Work item A →
Answer these questions using the passage on abortion:
(i) Which state was the first to make abortion legal upon request?
(ii) By what percentage did the maternal-mortality rate in New York State drop in 1971?
(iii) How many states permitted abortion in instances of rape, incest, danger to physical or mental health, or fetal defect by the 1960s?
Work item B → Write what follows the final sentence of the passage on abortion, carrying it forward in the same first-person voice.
───── Supplied text ─────
In one instance of particular callousness, when a teenager tried to kill herself after her request was turned down, the committee decided to hospitalize her for the rest of her pregnancy. (She eventually got her abortion, after her multiple suicide attempts proved too disruptive for the staff.)
In 1984, I had the same thoughts, but I didn’t need a waiver and my suicidal thoughts remained thoughts inside my head. Abortion was my right. I only needed to make a request.
By the 1960s, “Moderate reforms had already been tried: twelve states permitted abortion in instances of rape, incest, danger to physical or mental health, or fetal defect, but since most women, as always, sought abortions for economic, social, or personal reasons, illegal abortion continued to thrive.” It’s hardly surprising the Supreme Court made the decision it did.
New York became the second state after Hawaii to decriminalize abortion in 1970. It was the first to make abortion legal upon request. New York’s law made abortion legal up to the 24th week of pregnancy. All impediments for performing an abortion were removed, except for the requirement that the abortion be performed in an accredited hospital by a licensed physician.
I laid in my hospital bed alone and afraid. For a little over a week, I heard whispers. I received looks. I will never forget the disapproving looks. Once the doctor had confirmed the pregnancy, an abortion was scheduled. I don’t remember the date I was in the hospital. My mother only vaguely recalls the time period. I tried to obtain my pediatric records last year. They were destroyed seven years ago.
Legalizing abortion was a public-health triumph that for pregnant women ranked with the advent of antisepsis and antibiotics. In 1971, the year after decriminalization, the maternal-mortality rate in New York State dropped 45 percent.
For me, though, it was also about dying. I did not want to live. I know deep inside, if Roe v. Wade not been the law, I would have found a way to step off this planet. I never spoke to anyone after I returned home. I refused to speak to the male therapist I had been sent to. Nearly all of my family is unaware of these events.
───── Data shown ─────
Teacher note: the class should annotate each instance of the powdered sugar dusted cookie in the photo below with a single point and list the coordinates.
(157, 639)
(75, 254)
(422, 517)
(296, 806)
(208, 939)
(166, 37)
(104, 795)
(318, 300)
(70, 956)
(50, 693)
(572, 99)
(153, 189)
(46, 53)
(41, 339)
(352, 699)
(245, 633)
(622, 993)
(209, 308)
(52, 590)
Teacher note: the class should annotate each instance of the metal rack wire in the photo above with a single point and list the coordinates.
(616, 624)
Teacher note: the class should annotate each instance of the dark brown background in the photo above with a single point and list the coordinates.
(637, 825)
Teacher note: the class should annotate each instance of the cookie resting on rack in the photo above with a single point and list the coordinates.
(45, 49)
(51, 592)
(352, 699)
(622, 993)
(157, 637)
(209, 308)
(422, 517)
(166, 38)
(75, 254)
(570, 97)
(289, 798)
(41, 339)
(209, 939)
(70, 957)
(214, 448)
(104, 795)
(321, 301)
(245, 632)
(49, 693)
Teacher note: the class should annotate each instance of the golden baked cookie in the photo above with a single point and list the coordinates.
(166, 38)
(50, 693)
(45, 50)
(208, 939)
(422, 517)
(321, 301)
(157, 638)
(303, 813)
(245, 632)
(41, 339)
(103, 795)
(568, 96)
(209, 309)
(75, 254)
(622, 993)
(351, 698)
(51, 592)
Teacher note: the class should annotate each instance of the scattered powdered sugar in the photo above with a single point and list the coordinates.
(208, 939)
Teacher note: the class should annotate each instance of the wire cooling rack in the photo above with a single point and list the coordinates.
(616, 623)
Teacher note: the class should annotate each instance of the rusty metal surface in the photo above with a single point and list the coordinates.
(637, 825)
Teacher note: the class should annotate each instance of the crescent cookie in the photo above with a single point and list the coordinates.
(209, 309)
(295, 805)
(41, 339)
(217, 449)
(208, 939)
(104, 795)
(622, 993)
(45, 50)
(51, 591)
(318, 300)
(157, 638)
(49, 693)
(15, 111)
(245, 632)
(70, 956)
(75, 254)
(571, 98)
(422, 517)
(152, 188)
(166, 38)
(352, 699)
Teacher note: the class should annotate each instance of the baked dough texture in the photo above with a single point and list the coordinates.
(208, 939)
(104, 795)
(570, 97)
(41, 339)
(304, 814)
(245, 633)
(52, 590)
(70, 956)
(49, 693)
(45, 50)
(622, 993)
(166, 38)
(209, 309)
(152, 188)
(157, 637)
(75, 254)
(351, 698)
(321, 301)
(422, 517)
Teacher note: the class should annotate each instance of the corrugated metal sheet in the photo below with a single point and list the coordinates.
─────
Output A →
(i) New York
(ii) 45 percent
(iii) Twelve

Output B →
There are gaps in my memory of the day it happened, of my time in the hospital, of the years after. At age 20, I still wanted to die. Thankfully, I sought help, but those two and a half years of counseling were spent on one incident, on my thoughts of wanting to die, but not wanting to be dead. I never dealt with the underlying causes.
The law had saved me, physically, six years before, but the memories remained. I had no one to talk to, so I stuffed everything down as best as I could, but the memories were always there. I struggled my entire life to feel normal and to just make it until tomorrow. My nightmares weren’t just memories of that one day, of the hospital, and of the abortion. They were nightmares of seven years of abuse by more than one person. I carried those images for four decades until I couldn’t.
January 22, 1973, changed my life before I even knew it could. If not for Roe v. Wade, I would have never graduated high school or college. I would have never had the opportunity to travel the world. I would have never married. I would have never met my friends from the Netherlands, England, Greece, and Tanzania. My friends here in Scottsbluff would never have known I existed. A law that put my inalienable right to choose on paper made that all possible.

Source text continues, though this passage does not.